> [TO DO]: Look through the listing below and report the lines that have the word "pavement" in them.

> [DATA]:
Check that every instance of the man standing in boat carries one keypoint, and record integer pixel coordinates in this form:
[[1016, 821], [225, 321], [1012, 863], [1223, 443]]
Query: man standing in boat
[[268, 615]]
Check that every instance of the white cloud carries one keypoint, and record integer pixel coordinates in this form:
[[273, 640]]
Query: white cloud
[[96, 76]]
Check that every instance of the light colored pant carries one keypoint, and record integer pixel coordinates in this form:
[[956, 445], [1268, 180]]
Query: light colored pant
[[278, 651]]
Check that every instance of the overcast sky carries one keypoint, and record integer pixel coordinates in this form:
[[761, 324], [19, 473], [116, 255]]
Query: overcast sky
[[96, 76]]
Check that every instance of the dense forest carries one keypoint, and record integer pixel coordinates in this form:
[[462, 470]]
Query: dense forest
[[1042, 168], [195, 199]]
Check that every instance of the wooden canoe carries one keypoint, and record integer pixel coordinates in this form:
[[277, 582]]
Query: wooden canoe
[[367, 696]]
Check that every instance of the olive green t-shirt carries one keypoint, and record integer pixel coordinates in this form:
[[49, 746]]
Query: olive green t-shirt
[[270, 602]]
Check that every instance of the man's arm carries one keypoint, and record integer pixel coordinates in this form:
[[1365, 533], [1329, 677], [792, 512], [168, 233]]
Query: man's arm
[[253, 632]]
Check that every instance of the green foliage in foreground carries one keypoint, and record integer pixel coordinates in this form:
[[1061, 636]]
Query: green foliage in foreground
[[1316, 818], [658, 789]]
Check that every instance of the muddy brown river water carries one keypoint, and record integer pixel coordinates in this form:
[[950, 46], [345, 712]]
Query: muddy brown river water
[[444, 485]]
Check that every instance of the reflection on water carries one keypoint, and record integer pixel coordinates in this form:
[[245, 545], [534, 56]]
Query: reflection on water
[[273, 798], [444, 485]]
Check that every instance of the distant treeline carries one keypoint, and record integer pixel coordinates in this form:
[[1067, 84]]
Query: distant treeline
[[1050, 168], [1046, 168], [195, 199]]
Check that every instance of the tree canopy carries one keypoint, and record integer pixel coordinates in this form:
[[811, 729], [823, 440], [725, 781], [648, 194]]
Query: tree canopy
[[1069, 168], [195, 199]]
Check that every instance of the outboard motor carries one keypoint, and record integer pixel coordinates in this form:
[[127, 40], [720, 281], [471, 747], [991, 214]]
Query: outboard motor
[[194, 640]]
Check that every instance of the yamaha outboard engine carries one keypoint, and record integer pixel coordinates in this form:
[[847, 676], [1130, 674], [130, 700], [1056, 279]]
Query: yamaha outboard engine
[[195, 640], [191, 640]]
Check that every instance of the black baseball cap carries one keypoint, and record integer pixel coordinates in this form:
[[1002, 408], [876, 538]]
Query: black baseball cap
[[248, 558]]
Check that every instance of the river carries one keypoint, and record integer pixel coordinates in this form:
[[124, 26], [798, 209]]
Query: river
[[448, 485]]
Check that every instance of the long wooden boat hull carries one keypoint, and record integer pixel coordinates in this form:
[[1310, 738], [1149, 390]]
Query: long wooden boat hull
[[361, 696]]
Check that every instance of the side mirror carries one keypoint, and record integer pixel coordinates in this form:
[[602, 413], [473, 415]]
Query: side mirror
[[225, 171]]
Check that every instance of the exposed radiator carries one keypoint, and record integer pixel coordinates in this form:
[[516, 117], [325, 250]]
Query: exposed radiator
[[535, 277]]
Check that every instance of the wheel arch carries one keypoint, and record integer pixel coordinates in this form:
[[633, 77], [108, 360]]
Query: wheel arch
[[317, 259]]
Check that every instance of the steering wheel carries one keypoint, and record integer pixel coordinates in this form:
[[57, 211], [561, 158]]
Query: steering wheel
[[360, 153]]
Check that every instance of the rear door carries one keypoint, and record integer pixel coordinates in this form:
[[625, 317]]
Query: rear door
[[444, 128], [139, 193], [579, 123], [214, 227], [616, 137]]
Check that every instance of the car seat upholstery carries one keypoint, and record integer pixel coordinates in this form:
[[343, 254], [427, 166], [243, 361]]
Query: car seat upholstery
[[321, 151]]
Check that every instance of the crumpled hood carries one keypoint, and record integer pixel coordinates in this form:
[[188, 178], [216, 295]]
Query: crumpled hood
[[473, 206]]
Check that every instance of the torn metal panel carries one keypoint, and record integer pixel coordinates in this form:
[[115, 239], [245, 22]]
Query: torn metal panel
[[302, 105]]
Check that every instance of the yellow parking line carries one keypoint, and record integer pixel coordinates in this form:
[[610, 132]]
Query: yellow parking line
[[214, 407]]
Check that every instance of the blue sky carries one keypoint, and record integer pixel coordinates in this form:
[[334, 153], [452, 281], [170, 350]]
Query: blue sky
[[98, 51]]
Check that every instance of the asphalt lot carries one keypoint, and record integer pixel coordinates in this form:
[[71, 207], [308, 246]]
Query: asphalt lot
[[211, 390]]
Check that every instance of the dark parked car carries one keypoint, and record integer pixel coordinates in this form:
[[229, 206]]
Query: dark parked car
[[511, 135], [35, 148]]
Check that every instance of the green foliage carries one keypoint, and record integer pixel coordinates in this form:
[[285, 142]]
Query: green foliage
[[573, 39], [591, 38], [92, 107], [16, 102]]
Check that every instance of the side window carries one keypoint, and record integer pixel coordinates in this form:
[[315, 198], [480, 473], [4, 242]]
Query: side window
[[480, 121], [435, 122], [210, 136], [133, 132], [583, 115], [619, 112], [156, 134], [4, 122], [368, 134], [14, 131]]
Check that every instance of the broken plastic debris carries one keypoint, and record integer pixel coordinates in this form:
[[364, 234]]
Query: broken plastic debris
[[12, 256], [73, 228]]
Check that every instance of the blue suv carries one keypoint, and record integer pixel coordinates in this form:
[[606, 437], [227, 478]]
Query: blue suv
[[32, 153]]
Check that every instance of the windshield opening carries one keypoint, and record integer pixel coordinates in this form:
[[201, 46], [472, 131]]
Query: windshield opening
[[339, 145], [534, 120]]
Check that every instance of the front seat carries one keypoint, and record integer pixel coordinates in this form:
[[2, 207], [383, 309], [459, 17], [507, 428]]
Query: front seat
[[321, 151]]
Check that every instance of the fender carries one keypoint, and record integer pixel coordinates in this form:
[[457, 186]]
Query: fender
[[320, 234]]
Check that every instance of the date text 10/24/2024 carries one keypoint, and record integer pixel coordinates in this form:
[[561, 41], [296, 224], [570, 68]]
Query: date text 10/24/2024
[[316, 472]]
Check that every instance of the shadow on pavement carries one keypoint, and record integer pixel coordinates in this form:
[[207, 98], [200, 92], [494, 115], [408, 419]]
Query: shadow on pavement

> [WRITTEN ANSWER]:
Check that every instance of the shadow on pavement carries one keypoint, and record integer pixel coordinates in this form:
Query: shadow on pavement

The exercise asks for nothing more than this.